Task brief: Render the material from its first line through the line containing "column 236, row 532" as a Markdown table, with a Row column for each line's number and a Line column for its text, omitting blank lines.

··· Material provided ···

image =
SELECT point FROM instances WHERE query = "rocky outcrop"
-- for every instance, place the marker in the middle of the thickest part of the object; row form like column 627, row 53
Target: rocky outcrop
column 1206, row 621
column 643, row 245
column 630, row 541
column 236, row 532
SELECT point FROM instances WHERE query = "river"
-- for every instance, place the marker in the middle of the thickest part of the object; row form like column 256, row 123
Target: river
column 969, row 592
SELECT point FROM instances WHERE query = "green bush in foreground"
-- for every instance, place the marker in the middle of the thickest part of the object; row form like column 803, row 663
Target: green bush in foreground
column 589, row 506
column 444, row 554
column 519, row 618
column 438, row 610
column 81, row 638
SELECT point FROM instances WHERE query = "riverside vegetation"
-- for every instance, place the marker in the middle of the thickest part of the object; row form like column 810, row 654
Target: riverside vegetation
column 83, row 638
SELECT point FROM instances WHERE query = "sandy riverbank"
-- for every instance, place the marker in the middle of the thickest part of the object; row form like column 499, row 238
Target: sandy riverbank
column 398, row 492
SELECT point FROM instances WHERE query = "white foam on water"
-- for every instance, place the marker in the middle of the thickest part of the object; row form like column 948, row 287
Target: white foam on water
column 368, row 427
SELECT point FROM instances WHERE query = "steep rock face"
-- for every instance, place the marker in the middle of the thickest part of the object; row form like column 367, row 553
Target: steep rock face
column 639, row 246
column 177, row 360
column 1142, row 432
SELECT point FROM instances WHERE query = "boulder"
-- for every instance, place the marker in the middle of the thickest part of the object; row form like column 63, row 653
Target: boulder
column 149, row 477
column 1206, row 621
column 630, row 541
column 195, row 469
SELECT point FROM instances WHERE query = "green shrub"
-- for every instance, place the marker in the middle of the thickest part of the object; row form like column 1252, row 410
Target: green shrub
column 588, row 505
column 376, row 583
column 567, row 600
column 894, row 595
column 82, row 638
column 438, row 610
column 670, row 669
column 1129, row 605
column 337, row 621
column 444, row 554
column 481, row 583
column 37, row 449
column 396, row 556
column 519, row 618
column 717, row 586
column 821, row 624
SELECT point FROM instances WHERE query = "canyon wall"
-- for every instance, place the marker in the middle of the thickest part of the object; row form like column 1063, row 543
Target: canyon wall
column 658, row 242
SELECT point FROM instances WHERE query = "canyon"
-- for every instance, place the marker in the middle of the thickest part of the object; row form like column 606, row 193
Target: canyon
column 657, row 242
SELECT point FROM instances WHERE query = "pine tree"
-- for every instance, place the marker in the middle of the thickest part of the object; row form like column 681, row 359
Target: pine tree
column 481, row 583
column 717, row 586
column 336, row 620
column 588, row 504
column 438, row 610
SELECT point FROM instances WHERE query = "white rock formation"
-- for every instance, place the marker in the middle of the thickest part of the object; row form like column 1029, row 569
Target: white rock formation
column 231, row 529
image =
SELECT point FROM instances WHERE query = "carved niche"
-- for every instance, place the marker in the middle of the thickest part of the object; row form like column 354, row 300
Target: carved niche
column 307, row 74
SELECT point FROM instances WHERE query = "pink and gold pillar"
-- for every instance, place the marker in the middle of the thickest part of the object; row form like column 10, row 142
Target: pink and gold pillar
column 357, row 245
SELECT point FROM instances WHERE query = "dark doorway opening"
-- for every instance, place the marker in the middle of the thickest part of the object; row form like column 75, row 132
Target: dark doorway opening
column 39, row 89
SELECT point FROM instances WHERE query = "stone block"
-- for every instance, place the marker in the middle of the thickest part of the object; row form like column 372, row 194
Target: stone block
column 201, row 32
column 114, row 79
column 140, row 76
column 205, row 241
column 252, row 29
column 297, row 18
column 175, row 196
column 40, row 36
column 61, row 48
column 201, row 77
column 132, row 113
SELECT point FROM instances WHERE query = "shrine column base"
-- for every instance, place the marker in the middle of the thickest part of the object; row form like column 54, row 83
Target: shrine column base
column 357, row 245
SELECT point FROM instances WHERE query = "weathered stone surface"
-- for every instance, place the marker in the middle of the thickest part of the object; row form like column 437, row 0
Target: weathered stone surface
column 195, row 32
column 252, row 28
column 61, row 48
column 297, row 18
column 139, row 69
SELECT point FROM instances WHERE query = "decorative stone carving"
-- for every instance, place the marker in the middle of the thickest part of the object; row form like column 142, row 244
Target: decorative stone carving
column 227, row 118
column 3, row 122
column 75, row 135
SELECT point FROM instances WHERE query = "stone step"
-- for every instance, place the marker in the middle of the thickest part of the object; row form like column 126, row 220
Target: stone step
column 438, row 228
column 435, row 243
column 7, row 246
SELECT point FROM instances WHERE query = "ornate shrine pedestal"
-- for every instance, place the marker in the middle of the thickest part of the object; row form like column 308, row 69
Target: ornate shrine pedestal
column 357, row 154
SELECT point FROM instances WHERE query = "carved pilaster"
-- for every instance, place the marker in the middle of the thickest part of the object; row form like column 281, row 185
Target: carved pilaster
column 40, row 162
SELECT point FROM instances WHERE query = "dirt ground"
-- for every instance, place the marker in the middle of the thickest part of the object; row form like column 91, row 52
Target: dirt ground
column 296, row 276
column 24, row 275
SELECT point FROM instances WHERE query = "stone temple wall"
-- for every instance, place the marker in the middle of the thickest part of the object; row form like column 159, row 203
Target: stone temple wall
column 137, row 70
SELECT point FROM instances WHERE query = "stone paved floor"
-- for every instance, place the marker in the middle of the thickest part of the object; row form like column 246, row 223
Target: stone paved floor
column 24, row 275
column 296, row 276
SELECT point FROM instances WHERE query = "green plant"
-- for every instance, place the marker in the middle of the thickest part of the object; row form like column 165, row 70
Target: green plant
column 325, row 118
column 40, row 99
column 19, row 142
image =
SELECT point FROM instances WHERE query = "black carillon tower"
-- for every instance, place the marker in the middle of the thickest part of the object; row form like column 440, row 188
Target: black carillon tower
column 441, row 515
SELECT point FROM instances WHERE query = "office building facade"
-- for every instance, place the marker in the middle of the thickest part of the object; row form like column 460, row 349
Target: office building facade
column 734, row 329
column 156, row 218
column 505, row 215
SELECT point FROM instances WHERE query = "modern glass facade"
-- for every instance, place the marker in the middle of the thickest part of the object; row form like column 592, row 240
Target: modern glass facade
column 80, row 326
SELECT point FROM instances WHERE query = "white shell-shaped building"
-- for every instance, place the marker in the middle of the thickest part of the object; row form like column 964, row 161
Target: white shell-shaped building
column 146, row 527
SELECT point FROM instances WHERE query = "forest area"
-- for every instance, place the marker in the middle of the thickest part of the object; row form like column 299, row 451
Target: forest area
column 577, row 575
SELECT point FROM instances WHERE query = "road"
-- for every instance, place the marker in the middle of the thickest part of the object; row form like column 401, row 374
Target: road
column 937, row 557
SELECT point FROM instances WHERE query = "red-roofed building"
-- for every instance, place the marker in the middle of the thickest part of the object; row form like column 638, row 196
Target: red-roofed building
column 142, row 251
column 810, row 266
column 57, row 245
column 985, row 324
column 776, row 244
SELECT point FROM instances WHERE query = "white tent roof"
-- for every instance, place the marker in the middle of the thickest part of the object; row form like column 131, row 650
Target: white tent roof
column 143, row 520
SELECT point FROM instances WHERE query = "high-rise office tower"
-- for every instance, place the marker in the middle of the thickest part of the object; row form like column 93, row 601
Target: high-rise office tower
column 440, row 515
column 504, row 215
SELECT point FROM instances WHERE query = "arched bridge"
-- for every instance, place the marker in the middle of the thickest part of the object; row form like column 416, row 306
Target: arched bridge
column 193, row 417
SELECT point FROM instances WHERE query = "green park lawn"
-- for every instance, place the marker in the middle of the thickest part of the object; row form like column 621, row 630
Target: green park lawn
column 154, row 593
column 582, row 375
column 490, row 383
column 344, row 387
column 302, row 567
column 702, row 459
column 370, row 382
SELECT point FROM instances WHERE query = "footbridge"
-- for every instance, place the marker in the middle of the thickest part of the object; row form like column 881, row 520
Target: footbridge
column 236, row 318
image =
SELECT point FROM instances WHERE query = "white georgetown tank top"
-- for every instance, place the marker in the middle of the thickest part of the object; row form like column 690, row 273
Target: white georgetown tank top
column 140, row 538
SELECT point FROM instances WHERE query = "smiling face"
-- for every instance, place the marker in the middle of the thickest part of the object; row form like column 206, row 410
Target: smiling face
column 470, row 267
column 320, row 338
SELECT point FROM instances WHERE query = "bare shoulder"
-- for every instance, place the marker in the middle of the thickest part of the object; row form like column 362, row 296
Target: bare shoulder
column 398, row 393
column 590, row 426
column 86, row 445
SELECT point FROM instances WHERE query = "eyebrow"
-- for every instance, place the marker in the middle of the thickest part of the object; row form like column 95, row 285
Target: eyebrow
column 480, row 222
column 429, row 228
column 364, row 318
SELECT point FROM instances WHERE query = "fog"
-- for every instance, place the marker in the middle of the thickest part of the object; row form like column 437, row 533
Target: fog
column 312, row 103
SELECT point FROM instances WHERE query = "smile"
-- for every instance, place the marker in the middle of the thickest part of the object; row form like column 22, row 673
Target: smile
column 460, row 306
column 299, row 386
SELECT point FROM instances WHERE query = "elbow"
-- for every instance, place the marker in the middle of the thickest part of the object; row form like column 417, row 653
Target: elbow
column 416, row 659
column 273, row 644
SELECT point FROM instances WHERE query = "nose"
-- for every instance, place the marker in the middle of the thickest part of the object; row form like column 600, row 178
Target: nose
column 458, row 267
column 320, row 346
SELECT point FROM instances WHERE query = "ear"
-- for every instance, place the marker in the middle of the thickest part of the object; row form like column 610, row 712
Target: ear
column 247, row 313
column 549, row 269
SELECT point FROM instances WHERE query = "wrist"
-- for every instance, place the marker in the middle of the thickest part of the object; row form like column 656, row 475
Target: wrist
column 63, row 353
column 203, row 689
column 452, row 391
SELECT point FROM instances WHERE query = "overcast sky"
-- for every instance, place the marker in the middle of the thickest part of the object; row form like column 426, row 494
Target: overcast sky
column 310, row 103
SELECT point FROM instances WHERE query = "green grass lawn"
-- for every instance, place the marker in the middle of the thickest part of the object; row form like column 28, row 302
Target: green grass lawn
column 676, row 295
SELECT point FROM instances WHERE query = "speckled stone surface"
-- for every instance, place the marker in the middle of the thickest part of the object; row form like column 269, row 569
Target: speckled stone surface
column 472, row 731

···

Response to the task:
| Row | Line |
|---|---|
| 1 | image = |
| 2 | SELECT point FROM instances WHERE query = "rocky outcrop" |
| 3 | -- for every instance, place the marker in the middle of the thickest part of the object; row form like column 627, row 53 |
| 4 | Target: rocky outcrop |
| 5 | column 1206, row 621 |
| 6 | column 643, row 245 |
| 7 | column 630, row 541 |
| 8 | column 236, row 532 |